## ZU ERLEDIGEN
• 1. Erläutere anhand des Beitrags zum Selbstversuch, warum die erzählende Person alle paar Minuten zum Handy greift.
• 2. Gib den Beitrag zum Selbstversuch von „Der Selbstversuch: Ein“ bis einschließlich „Handy und Internet?“ wieder und tausche dabei „Smartphone“ gegen „Mobiltelefon“ aus.
• 3. Fasse den Absatz des Beitrags zum Selbstversuch, der mit „Alle paar Minuten der Griff zum Handy“ beginnt, als Stichpunktliste zusammen und behalte dabei die wesentlichen Fakten bei.

## QUELLE
────────────────

Der Selbstversuch: Ein Tag ohne Smartphone und ohne privaten Internetgebrauch. Foto: © georgejmclittle/Fotolia.com

Selbstversuch: Wie meistert ein Digital Native seinen Alltag ohne Handy und Internet?

Alle paar Minuten der Griff zum Handy: Hat wer in Whatsapp oder Facebook geschrieben? Klar muss ich antworten. Ob es nur Plauderei mit Freunden ist oder ob es um eine wichtige Angelegenheit geht ist dabei egal. Ich als Digital Native kenne es kaum mehr anders, bin 24/7 erreichbar. Klar gibt es eine Zeit ohne Smartphone, aber man gewöhnt sich schneller an den kleinen Alltagshelfer, als einem lieb ist. Der Mensch kam tausende Jahre ohne Internet und Handy aus, doch seit ich Auto fahre, lotst mich meine Navigationsapp zum Zielort, seit der siebten Klasse weckt mich mein Handy und seit geraumer Zeit wurden auch Walkman, später Discman und noch später der Ipod von meinem Smartphone ersetzt.

────────────────

## EXTRAHIERTE AUFLISTUNG
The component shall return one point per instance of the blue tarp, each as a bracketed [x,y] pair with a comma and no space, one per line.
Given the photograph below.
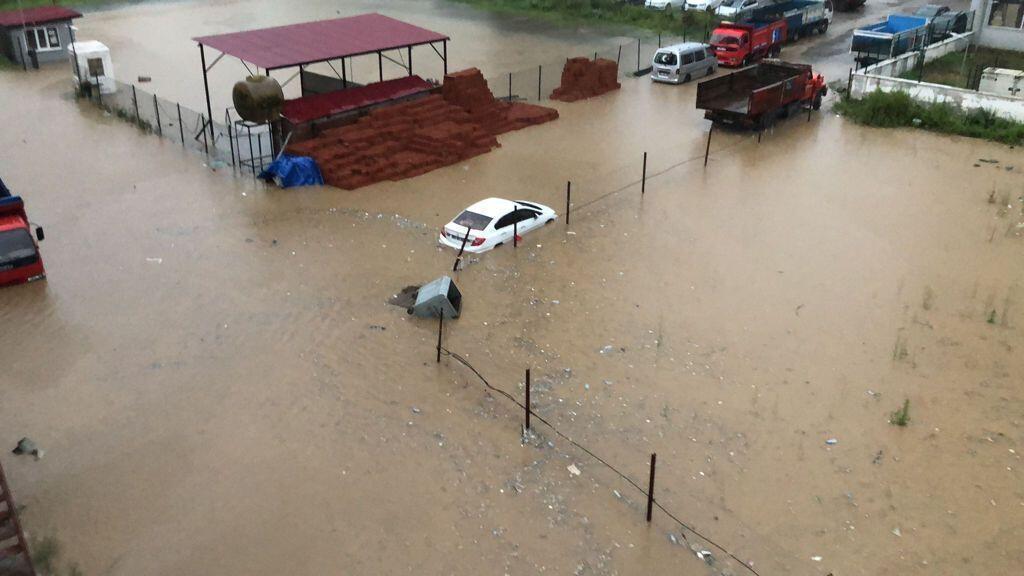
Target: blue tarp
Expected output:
[291,171]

────────────────

## ERGEBNISSE DER AUFGABEN
• 1. Die erzählende Person prüft ständig, ob jemand in Whatsapp oder Facebook geschrieben hat, weil sie dann antworten muss. Dabei spielt es keine Rolle, ob es nur um Plauderei mit Freunden oder um eine wichtige Angelegenheit geht.

• 2.
Der Selbstversuch: Ein Tag ohne Mobiltelefon und ohne privaten Internetgebrauch. Foto: © georgejmclittle/Fotolia.com

Selbstversuch: Wie meistert ein Digital Native seinen Alltag ohne Handy und Internet?

• 3.
- Alle paar Minuten wird das Handy auf neue Nachrichten in Whatsapp oder Facebook geprüft.
- Geantwortet wird immer, egal ob Plauderei mit Freunden oder wichtige Angelegenheit.
- Als Digital Native ist die erzählende Person rund um die Uhr erreichbar und kennt es kaum anders.
- An das Smartphone als Alltagshelfer gewöhnt man sich schneller, als einem lieb ist.
- Der Mensch kam tausende Jahre ohne Internet und Handy aus.
- Seit dem Autofahren lotst eine Navigationsapp zum Zielort.
- Seit der siebten Klasse dient das Handy als Wecker.
- Walkman, Discman und iPod wurden nach und nach vom Smartphone ersetzt.